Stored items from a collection
-=-=-

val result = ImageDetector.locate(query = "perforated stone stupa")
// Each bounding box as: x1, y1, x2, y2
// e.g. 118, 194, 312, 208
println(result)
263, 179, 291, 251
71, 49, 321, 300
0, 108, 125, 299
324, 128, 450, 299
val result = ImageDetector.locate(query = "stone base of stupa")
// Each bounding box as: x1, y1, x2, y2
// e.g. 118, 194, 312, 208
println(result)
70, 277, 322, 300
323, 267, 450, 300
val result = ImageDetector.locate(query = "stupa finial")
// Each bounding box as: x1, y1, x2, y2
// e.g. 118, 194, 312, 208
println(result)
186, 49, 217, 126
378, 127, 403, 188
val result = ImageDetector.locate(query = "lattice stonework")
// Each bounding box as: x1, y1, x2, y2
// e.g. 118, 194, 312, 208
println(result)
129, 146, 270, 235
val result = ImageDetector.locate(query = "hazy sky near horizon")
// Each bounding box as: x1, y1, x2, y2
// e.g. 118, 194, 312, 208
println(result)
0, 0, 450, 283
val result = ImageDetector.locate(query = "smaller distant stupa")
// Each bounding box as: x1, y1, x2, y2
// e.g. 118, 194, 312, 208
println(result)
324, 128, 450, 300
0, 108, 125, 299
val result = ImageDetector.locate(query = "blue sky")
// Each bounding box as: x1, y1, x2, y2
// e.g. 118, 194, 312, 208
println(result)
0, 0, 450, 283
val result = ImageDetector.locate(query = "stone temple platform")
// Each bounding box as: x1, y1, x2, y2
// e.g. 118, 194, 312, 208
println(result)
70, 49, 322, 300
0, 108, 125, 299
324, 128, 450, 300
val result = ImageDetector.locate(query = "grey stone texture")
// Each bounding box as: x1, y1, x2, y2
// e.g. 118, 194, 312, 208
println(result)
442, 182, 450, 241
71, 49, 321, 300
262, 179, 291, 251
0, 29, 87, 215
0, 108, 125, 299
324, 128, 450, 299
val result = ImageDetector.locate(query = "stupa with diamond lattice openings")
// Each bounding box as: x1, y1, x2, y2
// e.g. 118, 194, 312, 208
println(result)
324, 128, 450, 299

-=-=-

* [AIM]: Return each line of the records above that contains the string "query", copied in full and kept in its original order.

* [RESPONSE]:
val result = ImageDetector.locate(query = "perforated stone stupa")
val result = ImageDetector.locate(query = "stone base of stupa")
val result = ImageDetector.locate(query = "stupa finial")
val result = ImageDetector.locate(query = "lattice stonework")
val result = ImageDetector.locate(query = "hazy sky near horizon")
val result = ImageDetector.locate(query = "smaller distant stupa")
val result = ImageDetector.locate(query = "blue sky")
val result = ImageDetector.locate(query = "stone temple platform")
val result = ImageDetector.locate(query = "grey stone texture")
val result = ImageDetector.locate(query = "stupa with diamond lattice openings")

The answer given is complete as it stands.